Répondez à ces questions sur la critique d'Enfermés dehors ci-dessous :
1. Le combientième long-métrage de Dupontel est Enfermés dehors ?
2. Dans quel lieu se passe le film ?
3. À qui appartenait l'uniforme que récupère le personnage joué par Dupontel ?

Texte

══════════

ENFERMÉS DEHORS (2006)
Albert Dupontel
Par Jean-François Vandeuren
La retenue et le bon goût sont des termes qui ne font visiblement
pas parti du vocabulaire d’Albert Dupontel. Les productions de
ce dernier sont cacophoniques et accumulent les effets de style tapageurs
à un rythme effréné. Dupontel est conscient de
ses actes, mais il continue d’assommer le spectateur de ses idées
saugrenues, sadiques et un tantinet illogiques sans le moindre remord.
La désinvolture et le je-m’en-foutisme parfaitement assumés
de l’auteur sont pourtant exécutés dans les règles
de l’art et alimentent une ligne de pensée bien précise
à laquelle le réalisateur français reste toujours
fidèle. Enfermés dehors possède ainsi
tous les attributs du scénario classique auquel l’imaginaire
tordu de Dupontel nous a habitués, même que ce troisième
long-métrage ne présente aucun signe d’assagissement,
au bonheur des uns et au grand malheur des autres. Le cinéaste
poursuit donc sa route tout en demeurant beaucoup plus enclin à
l’accélération qu’au freinage chaque fois
qu’il semble sur le point de perdre la maîtrise de son nouveau
bolide.
Comme son titre l’indique, le terrain de jeu d’Albert Dupontel
dans Enfermés dehors est la rue. Ce dernier met en scène
cette fois-ci la révolte de diverses figures marginales face
à un système de valeurs sur le déclin. Le cinéaste
y campe une sorte de Charlot sur l’acide qui se joindra à
la bonne cause le jour où il récupérera par hasard
l’uniforme d’un policier venant tout juste de mettre fin
à ses jours. Sa première mission consistera à venir
en aide à une ancienne star de l’industrie porno dont la
fille est retenue prisonnière des griffes de ses beaux-parents.

══════════

Données
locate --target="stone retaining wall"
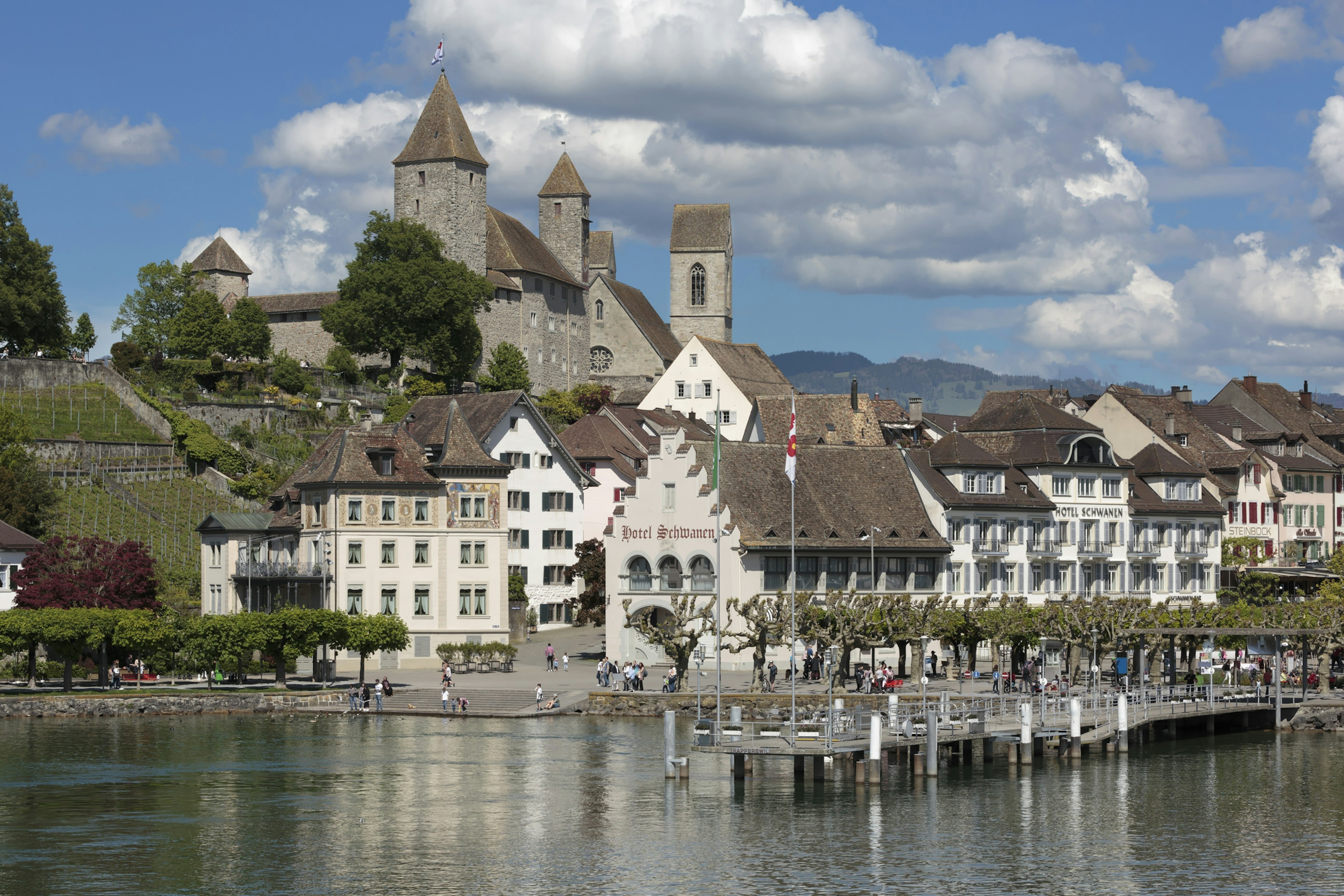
[0,692,345,719]
[584,691,887,721]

══════════

Réponse
1. Son troisième.
2. Dans la rue.
3. À un policier qui venait tout juste de mettre fin à ses jours.